● **Problem statement**: Please restate the data exactly, from the first line to the last.

● **Source information**:
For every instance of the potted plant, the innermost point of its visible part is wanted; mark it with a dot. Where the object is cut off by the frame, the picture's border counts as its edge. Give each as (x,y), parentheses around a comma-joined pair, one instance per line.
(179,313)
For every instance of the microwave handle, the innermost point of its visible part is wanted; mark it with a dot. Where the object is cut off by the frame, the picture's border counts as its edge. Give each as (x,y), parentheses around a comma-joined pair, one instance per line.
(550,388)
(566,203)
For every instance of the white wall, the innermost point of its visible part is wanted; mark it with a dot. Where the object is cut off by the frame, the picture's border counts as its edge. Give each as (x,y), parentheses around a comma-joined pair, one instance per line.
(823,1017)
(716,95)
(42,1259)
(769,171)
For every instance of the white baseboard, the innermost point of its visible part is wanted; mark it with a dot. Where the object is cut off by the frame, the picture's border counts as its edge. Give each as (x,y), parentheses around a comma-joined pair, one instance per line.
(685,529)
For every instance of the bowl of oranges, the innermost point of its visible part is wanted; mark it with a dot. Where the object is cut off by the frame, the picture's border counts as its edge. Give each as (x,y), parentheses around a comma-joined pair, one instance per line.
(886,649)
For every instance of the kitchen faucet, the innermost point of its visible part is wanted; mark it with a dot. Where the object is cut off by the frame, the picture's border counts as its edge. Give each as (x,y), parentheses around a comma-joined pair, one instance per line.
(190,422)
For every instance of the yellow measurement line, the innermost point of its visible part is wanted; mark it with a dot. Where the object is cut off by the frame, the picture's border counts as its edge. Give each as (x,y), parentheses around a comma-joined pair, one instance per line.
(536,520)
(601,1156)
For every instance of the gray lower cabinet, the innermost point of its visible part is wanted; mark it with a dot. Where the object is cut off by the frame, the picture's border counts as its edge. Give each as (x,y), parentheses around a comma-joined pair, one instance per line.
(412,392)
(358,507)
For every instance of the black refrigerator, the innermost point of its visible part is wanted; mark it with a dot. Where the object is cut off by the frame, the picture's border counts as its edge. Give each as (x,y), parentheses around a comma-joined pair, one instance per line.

● **Written reply**:
For every instance of the potted plant, the innermost point of its visible part is wanted; mark it with a dot. Where the object is cut off by the frame, the picture's border counts as its edge. Give each as (x,y), parentheses around a comma-joined pair, one instance per line.
(179,313)
For every instance of the microwave handle, the innermost point of its visible part is wanted; mark it with a dot. Where the object is cut off by the frame, the picture's border counts as its edge. Give each as (x,y), parentheses around a comma-joined pair, one instance per line.
(550,388)
(566,203)
For every instance of the white wall, the innermost point of its visible part is wanted; mark it with a dot. Where the object is cut off by the frame, the picture's border counts as its edge. Give each as (x,y), parentheses around a comma-joined pair, one instance per line.
(823,1017)
(716,95)
(42,1259)
(769,171)
For every instance of the white baseboard, the innermost point of its visible part is wanted; mark it with a dot. Where the object is cut off by the frame, the picture's border counts as its edge. Give each as (x,y), parentheses around a comma-joined pair, one instance per line.
(685,529)
For every instance of the bowl of oranges, the innermost point of its visible part is wanted; mark it with a dot. Where the object is cut off by the frame, the picture's border counts as its edge. Give each as (x,y), parentheses around a comma-joined pair, one instance per line.
(886,649)
For every instance of the kitchen faucet, the innermost point of its visible part is wanted; mark it with a dot. Where the object is cut off by the frame, the picture's border counts as its edge. Give each as (x,y), parentheses around a comma-joined pair, one instance per line.
(190,422)
For every instance of the yellow measurement line, the innermost point of its visible part is wanted; mark it with a dot. Where the object is cut off by the frame, the picture's border counts as its edge. Give each as (x,y), parentheses around a comma-joined pair, one instance per line.
(536,520)
(601,1156)
For every instance of the gray lower cabinet, the innermost point of its visible part is wanted; mark it with a dot. Where the object is cut off by the frame, the picture's border counts as its edge. Give each as (x,y), parentheses around a comma-joined pair, one instance per line.
(412,392)
(358,507)
For every instance of the black refrigerator, the innermost point of its visible part is wanted; mark it with a dot. Where the object is cut off by the frame, the picture's border counts as its edge. Give each as (x,y), parentheses around a comma-joined pair, one instance per line.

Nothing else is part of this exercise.